• **Task description**
From the first record below to the last, retype each one exactly.

[Stored data]
▬▬▬▬▬▬▬▬▬▬
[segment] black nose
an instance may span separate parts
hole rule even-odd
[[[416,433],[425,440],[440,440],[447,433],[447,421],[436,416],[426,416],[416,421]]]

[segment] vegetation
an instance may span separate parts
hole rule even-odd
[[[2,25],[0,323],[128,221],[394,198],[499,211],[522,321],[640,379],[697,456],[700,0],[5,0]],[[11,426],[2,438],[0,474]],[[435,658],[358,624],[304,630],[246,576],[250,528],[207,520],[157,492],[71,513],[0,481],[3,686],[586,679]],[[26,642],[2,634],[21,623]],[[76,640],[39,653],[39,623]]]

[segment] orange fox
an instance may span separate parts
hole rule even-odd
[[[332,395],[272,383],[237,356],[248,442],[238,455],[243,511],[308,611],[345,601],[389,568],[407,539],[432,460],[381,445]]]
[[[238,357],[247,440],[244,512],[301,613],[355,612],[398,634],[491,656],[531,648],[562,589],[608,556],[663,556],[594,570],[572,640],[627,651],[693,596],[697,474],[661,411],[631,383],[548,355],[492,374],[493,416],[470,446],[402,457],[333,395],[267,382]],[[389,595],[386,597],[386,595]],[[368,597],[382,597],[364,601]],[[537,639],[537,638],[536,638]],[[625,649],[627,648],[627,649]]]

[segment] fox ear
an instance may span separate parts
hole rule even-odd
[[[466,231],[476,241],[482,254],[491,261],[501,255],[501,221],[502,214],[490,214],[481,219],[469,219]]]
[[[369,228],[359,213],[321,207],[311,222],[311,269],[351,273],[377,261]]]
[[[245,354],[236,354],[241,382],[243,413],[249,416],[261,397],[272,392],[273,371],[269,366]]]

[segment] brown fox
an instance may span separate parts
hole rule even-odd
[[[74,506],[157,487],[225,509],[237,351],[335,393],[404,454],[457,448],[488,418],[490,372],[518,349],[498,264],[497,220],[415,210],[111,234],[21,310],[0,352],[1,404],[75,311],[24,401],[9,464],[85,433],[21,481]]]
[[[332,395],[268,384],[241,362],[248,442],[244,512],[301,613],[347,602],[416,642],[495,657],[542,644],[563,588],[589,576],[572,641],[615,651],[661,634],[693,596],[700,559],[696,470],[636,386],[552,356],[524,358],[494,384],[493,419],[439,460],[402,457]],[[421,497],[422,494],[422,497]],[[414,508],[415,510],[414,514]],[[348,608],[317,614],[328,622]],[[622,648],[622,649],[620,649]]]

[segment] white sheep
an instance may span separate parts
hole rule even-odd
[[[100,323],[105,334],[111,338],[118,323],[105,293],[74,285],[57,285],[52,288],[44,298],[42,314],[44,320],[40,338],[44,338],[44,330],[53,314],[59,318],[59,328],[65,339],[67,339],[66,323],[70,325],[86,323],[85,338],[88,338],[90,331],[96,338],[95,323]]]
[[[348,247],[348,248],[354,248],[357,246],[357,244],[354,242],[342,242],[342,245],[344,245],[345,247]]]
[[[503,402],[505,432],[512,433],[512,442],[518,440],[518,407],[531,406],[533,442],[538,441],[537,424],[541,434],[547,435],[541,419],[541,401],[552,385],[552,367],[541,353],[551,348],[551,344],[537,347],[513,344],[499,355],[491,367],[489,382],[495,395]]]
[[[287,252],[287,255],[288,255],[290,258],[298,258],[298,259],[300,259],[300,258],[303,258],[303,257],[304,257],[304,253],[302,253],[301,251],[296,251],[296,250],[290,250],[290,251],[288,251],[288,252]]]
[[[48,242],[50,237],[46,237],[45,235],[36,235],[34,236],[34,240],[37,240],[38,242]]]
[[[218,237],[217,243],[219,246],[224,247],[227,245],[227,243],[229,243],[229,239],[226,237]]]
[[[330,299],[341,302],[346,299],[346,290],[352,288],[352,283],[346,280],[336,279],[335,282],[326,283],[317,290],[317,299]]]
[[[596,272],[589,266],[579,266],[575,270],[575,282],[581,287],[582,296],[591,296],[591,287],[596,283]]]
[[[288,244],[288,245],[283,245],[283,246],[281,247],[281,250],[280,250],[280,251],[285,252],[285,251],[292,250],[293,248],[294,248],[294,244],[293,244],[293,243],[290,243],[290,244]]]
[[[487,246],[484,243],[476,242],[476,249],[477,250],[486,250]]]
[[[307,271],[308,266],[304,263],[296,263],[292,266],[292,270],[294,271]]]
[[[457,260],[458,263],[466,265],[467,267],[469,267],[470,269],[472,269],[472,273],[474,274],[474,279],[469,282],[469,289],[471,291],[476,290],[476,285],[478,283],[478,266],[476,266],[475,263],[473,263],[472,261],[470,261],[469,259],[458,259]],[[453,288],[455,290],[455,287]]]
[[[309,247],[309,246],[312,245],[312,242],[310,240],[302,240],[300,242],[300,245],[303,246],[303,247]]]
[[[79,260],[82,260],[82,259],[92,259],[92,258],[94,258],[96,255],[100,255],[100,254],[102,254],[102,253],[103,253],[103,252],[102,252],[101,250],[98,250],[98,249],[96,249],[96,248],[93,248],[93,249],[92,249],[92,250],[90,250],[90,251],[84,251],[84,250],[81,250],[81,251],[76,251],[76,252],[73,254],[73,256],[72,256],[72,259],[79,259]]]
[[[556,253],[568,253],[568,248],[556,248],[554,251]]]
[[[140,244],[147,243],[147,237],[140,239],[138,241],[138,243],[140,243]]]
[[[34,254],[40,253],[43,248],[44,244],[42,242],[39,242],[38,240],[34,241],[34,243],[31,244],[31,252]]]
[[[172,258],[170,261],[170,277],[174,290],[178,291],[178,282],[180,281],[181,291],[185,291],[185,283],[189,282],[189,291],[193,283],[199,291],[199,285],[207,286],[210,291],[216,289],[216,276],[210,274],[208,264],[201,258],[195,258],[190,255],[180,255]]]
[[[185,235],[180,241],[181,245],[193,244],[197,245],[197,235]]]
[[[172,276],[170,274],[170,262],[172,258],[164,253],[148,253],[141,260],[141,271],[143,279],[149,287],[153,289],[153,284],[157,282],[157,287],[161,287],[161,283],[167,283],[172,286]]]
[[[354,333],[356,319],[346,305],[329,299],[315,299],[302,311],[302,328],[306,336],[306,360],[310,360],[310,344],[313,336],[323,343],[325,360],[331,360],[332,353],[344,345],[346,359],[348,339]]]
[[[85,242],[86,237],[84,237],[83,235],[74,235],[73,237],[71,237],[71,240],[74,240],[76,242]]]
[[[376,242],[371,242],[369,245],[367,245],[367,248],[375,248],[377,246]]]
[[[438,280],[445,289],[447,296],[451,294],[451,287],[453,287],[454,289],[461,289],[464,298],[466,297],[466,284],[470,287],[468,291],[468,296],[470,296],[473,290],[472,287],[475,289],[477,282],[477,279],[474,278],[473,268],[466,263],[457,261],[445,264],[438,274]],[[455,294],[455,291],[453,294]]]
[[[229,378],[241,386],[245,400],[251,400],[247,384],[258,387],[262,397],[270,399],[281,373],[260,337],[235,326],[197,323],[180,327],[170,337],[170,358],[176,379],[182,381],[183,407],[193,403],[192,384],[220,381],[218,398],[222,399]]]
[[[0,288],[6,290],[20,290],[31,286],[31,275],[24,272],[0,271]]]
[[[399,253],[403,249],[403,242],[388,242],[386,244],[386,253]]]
▬▬▬▬▬▬▬▬▬▬
• **The answer**
[segment] black nose
an instance may span separate parts
hole rule even-odd
[[[416,433],[425,440],[440,440],[447,433],[447,421],[436,416],[426,416],[416,421]]]

[segment] vegetation
an instance may span separate parts
hole rule even-odd
[[[2,25],[0,323],[128,221],[394,198],[499,211],[522,321],[640,379],[697,456],[700,0],[5,0]],[[11,426],[2,438],[0,474]],[[435,658],[358,624],[304,630],[246,576],[250,528],[207,520],[157,492],[71,513],[0,481],[3,686],[586,679]],[[26,642],[2,634],[21,623]],[[76,640],[39,653],[39,623]]]

[segment] orange fox
an instance may span separate parts
hole rule even-odd
[[[332,395],[272,383],[237,356],[248,442],[238,455],[243,511],[308,611],[345,601],[389,568],[407,539],[432,460],[381,445]]]
[[[238,357],[247,440],[244,512],[301,613],[355,612],[398,634],[491,656],[531,648],[562,589],[608,556],[663,556],[594,570],[572,640],[627,651],[693,596],[697,474],[661,411],[631,383],[548,355],[492,374],[493,416],[470,446],[402,457],[333,395],[267,382]],[[389,595],[386,597],[386,595]],[[368,597],[382,597],[364,601]],[[537,639],[537,638],[536,638]],[[625,649],[627,648],[627,649]]]

[segment] fox ear
an instance may span separate parts
hole rule even-odd
[[[466,231],[476,241],[482,254],[491,261],[501,255],[501,221],[502,214],[490,214],[481,219],[469,219]]]
[[[369,228],[359,213],[321,207],[311,222],[311,269],[351,273],[377,261]]]
[[[245,354],[236,354],[241,382],[243,413],[249,416],[261,397],[272,392],[273,371],[269,366]]]

[segment] brown fox
an instance may span separate parts
hole rule even-odd
[[[74,506],[157,487],[225,509],[237,351],[335,393],[404,454],[457,448],[488,418],[490,372],[518,349],[498,264],[497,220],[415,210],[111,234],[21,310],[0,352],[1,404],[75,311],[24,401],[9,464],[85,433],[21,481]]]
[[[332,395],[268,384],[241,362],[248,442],[244,512],[301,613],[347,602],[416,642],[495,657],[542,644],[563,588],[589,576],[572,641],[615,651],[661,634],[693,596],[700,559],[696,470],[636,386],[552,356],[524,358],[494,384],[493,419],[439,460],[402,457]],[[421,497],[422,494],[422,497]],[[414,508],[415,510],[414,514]],[[348,608],[317,614],[328,622]],[[622,648],[622,649],[620,649]]]

[segment] white sheep
an instance may span separate parts
hole rule even-odd
[[[100,323],[105,334],[111,338],[118,323],[105,293],[74,285],[57,285],[52,288],[44,298],[42,314],[44,320],[40,338],[44,338],[44,330],[53,314],[59,318],[59,328],[65,339],[67,339],[66,323],[70,325],[86,323],[85,338],[88,338],[90,331],[96,338],[95,323]]]
[[[348,247],[348,248],[354,248],[357,246],[357,244],[354,242],[342,242],[342,245],[344,245],[345,247]]]
[[[503,402],[505,432],[512,433],[512,442],[518,440],[518,407],[531,406],[533,442],[538,441],[537,424],[541,434],[547,435],[541,419],[541,401],[552,385],[552,367],[541,353],[551,348],[551,344],[537,347],[513,344],[499,355],[491,367],[489,382],[495,395]]]
[[[287,252],[287,255],[288,255],[290,258],[298,258],[298,259],[300,259],[300,258],[303,258],[303,257],[304,257],[304,253],[302,253],[301,251],[296,251],[296,250],[290,250],[290,251],[288,251],[288,252]]]
[[[48,242],[50,237],[46,237],[45,235],[36,235],[34,236],[34,240],[37,240],[38,242]]]
[[[218,237],[217,243],[219,246],[224,247],[227,245],[227,243],[229,243],[229,239],[226,237]]]
[[[330,299],[341,302],[346,299],[346,290],[352,288],[352,283],[346,280],[336,279],[335,282],[326,283],[317,290],[317,299]]]
[[[596,272],[589,266],[579,266],[575,270],[575,282],[581,287],[582,296],[591,296],[591,287],[596,283]]]
[[[288,244],[288,245],[283,245],[283,246],[281,247],[281,250],[280,250],[280,251],[285,252],[285,251],[292,250],[293,248],[294,248],[294,244],[293,244],[293,243],[290,243],[290,244]]]
[[[487,246],[484,243],[476,242],[476,249],[477,250],[486,250]]]
[[[307,271],[308,266],[304,263],[296,263],[292,266],[292,270],[294,271]]]
[[[457,260],[458,263],[466,265],[467,267],[469,267],[470,269],[472,269],[472,273],[474,274],[474,279],[469,282],[469,289],[471,291],[476,290],[476,285],[478,283],[478,266],[476,266],[475,263],[473,263],[472,261],[470,261],[469,259],[458,259]],[[453,288],[455,290],[455,287]]]
[[[309,247],[309,246],[312,245],[312,242],[310,240],[302,240],[300,242],[300,245],[303,246],[303,247]]]
[[[79,260],[82,260],[82,259],[92,259],[92,258],[94,258],[96,255],[100,255],[100,254],[102,254],[102,253],[103,253],[103,252],[102,252],[101,250],[98,250],[98,249],[96,249],[96,248],[93,248],[93,249],[92,249],[92,250],[90,250],[90,251],[84,251],[84,250],[81,250],[81,251],[76,251],[76,252],[73,254],[73,256],[72,256],[72,259],[79,259]]]
[[[556,253],[568,253],[568,248],[556,248],[554,251]]]
[[[140,244],[147,243],[147,237],[140,239],[138,241],[138,243],[140,243]]]
[[[34,254],[40,253],[43,248],[44,244],[42,242],[39,242],[38,240],[34,241],[34,243],[31,244],[31,252]]]
[[[172,258],[170,261],[170,277],[174,290],[178,291],[178,282],[180,281],[181,291],[185,291],[185,283],[189,282],[189,291],[193,283],[199,291],[199,285],[207,286],[210,291],[216,289],[216,276],[210,274],[208,264],[201,258],[195,258],[190,255],[180,255]]]
[[[185,235],[180,241],[181,245],[193,244],[197,245],[197,235]]]
[[[172,276],[170,274],[170,262],[172,258],[164,253],[148,253],[141,260],[141,271],[143,279],[149,287],[153,289],[153,284],[157,282],[157,287],[161,287],[161,283],[167,283],[172,286]]]
[[[354,333],[356,319],[346,305],[329,299],[315,299],[302,311],[302,328],[306,336],[306,360],[310,360],[310,344],[313,336],[323,343],[325,360],[331,360],[332,353],[344,345],[346,359],[348,339]]]
[[[85,242],[86,237],[84,237],[83,235],[74,235],[73,237],[71,237],[71,240],[74,240],[76,242]]]
[[[376,242],[371,242],[369,245],[367,245],[367,248],[375,248],[377,246]]]
[[[438,280],[445,289],[447,296],[451,294],[451,287],[453,287],[454,289],[461,289],[464,298],[466,297],[466,284],[470,287],[468,291],[468,296],[470,296],[473,290],[472,287],[475,289],[477,282],[477,279],[474,278],[473,268],[466,263],[457,261],[445,264],[438,274]],[[455,294],[455,291],[453,294]]]
[[[229,378],[241,386],[245,400],[251,400],[247,384],[258,387],[262,397],[270,399],[281,373],[260,337],[235,326],[197,323],[180,327],[170,337],[170,358],[176,379],[182,381],[183,407],[193,403],[192,384],[220,381],[218,398],[222,399]]]
[[[0,288],[6,290],[20,290],[31,286],[31,275],[24,272],[0,271]]]
[[[399,253],[403,249],[403,242],[388,242],[386,244],[386,253]]]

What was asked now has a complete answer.